------ PASSAGE TO READ

Companies with more than 250 employees are required to complete a gender audit of pay by April 2018, but the legislation has no teeth. They are not required to do anything about their gender pay gap: the only sanction they will suffer is reputational damage, significant though that may be. Will the Government introduce tough new rules, as Labour would, to fine companies with large gender pay gaps that do not take action to close them?
Another part of the explanation for the overall gender pay gap is that, in general, a far higher percentage of women than men are in part-time employment. Part-time work tends to be paid less well than full-time work, and it offers fewer opportunities for progression. At the last count, 42% of women in employment were working part time, compared with 13% of men—more than 6 million women, compared with 2.25 million men. That difference is especially marked from the age of 30 onwards. That no doubt reflects the fact that women still overwhelmingly play a greater role in bringing up children, caring for other family members and doing household work. Among people over 30, the percentage of men who work full time is around a third higher than the percentage of women. The gender pay gap also rises among older age groups: it is around 2% for full-time workers in their 20s and 30s, but increases to nearly 14% for full-time workers aged 40 to 49.
Those figures should not be allowed to disguise the reality that part-time and flexible work can still be difficult to find. Since last April, mothers whose youngest child is aged three, rather than five as previously, have been required to look for work if they are claiming social security. Many mothers with very young children want to work, but affordable childcare that fits around work is extremely difficult to find in a lot of places, as is work that fits with childcare. Under universal credit, childcare costs have to be paid up front and then reclaimed, which is not the case with tax credits. That is a major outlay for parents, who would not be claiming universal credit unless they were on a low income in the first place. Citizens Advice has also highlighted problems with the online system for universal credit, which does not accept receipts for childcare unless they are in a specific form. Can the Minister assure us that those problems have been resolved?
A study by Gingerbread of employment opportunities for single mothers found that very few part-time jobs were advertised on the Government’s own job search portal, which all jobseekers are required to register with. Will the Government ensure that the claimant commitments of parents of very young children—in particular single parents—reflect the availability of childcare and part-time work?

------------
------ SUPPLIED RECORDS

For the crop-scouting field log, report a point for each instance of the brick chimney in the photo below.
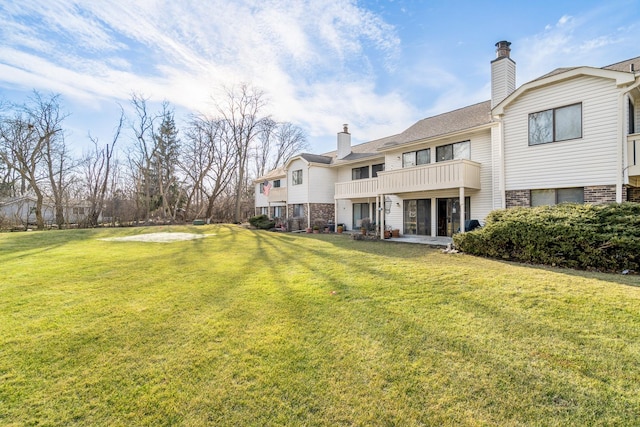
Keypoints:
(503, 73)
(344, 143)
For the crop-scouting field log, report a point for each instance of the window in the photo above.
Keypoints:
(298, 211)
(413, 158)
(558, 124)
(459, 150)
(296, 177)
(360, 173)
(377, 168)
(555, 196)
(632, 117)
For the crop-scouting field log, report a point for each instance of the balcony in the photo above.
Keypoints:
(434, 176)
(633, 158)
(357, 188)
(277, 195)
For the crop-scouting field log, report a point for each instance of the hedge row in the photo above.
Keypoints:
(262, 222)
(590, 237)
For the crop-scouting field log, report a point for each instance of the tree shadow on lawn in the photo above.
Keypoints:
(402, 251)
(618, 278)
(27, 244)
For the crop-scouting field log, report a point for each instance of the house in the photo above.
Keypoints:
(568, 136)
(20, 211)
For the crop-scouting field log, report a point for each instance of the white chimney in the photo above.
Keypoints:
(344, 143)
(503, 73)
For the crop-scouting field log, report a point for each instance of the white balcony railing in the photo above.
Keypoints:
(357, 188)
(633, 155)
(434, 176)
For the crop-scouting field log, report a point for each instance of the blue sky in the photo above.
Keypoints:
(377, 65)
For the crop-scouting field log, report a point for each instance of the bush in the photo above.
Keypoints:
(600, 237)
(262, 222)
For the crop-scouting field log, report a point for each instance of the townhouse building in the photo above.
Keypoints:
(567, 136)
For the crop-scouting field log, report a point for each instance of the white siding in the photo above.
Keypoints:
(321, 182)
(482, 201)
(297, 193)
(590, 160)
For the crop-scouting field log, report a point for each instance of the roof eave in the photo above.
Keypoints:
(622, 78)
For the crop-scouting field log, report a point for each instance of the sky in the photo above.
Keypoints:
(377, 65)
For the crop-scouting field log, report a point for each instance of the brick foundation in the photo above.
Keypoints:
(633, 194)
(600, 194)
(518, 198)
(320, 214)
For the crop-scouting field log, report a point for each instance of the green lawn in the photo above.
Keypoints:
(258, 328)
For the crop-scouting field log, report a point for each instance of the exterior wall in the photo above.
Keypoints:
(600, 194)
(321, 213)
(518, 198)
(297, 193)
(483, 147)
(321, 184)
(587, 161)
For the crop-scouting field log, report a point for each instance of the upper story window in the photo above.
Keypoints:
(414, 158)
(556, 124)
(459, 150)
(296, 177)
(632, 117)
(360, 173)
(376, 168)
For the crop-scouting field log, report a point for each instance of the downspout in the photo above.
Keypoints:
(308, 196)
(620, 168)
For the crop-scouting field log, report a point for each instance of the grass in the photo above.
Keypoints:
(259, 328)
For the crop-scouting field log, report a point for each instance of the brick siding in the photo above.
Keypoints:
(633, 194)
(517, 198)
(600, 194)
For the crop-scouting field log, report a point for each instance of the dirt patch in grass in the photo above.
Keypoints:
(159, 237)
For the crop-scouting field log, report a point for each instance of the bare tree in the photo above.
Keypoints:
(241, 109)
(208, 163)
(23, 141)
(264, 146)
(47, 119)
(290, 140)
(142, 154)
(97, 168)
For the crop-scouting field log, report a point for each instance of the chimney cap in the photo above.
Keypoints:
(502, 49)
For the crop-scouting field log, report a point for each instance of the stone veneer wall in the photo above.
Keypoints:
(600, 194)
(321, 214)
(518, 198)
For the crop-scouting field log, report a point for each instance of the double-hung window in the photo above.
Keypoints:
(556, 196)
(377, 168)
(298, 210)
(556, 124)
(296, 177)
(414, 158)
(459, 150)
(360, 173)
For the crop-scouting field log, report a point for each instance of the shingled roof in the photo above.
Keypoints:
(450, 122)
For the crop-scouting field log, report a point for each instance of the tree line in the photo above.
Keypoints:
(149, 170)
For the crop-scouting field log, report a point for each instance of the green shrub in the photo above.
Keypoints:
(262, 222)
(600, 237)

------------

REQUIRED WORK:
- a) Reproduce the part of the gender pay gap passage starting at "Companies with more" and ending at "to close them?".
- b) Answer these questions from the gender pay gap passage:
(i) By when must companies with more than 250 employees complete a gender audit of pay?
(ii) At the last count, what percentage of women in employment were working part time?
(iii) Under universal credit, how do childcare costs have to be paid?

TASK-BY-TASK SOLUTIONS:
- a)
Companies with more than 250 employees are required to complete a gender audit of pay by April 2018, but the legislation has no teeth. They are not required to do anything about their gender pay gap: the only sanction they will suffer is reputational damage, significant though that may be. Will the Government introduce tough new rules, as Labour would, to fine companies with large gender pay gaps that do not take action to close them?

- b)
(i) By April 2018.
(ii) 42%.
(iii) Up front, and then reclaimed.